## Given information
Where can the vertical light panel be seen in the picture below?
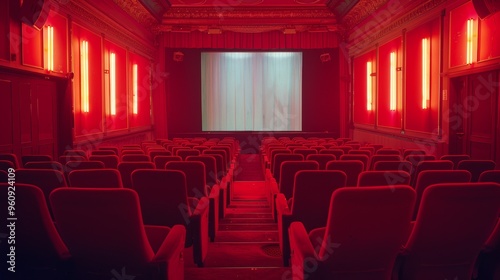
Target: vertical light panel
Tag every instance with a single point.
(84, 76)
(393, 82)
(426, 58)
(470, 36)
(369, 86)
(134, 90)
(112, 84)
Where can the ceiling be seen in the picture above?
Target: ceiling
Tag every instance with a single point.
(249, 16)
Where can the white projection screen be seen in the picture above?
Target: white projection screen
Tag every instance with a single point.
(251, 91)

---

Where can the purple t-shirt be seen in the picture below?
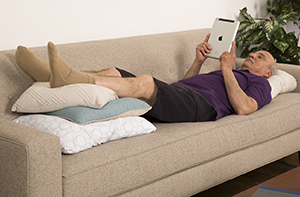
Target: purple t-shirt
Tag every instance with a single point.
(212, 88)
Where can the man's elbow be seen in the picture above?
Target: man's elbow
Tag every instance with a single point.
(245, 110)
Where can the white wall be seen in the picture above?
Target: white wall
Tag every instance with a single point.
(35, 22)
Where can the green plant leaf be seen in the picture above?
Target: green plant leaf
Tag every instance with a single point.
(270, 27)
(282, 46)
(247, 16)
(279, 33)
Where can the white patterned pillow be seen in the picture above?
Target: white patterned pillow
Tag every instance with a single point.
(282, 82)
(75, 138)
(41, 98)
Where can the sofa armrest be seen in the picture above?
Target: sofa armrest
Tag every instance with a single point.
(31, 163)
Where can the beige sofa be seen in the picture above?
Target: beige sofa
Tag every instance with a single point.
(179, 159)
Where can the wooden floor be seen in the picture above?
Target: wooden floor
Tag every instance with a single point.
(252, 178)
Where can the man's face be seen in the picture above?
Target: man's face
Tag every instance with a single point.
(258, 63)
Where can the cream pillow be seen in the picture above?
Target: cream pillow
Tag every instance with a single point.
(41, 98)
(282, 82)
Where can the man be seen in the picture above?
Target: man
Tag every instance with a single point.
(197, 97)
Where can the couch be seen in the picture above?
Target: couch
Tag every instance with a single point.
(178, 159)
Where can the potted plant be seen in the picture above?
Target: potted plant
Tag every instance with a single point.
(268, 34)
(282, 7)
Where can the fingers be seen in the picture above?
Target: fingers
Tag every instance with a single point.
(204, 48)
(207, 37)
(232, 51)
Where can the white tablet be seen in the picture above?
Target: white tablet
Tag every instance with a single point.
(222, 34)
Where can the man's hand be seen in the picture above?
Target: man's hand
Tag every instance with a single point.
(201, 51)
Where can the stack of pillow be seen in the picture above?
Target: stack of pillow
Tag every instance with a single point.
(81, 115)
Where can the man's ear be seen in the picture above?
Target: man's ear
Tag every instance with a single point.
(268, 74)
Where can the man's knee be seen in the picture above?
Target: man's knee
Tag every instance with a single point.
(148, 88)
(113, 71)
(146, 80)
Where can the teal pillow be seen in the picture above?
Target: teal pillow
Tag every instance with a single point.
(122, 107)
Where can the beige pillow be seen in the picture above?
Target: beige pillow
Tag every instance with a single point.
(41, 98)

## Exercise aim
Please list every line of the material above that contains the word "vertical", copying each line in full. Case counts.

## Solved problem
Where can the vertical light panel be seen in the picture below?
Target: vertical light panel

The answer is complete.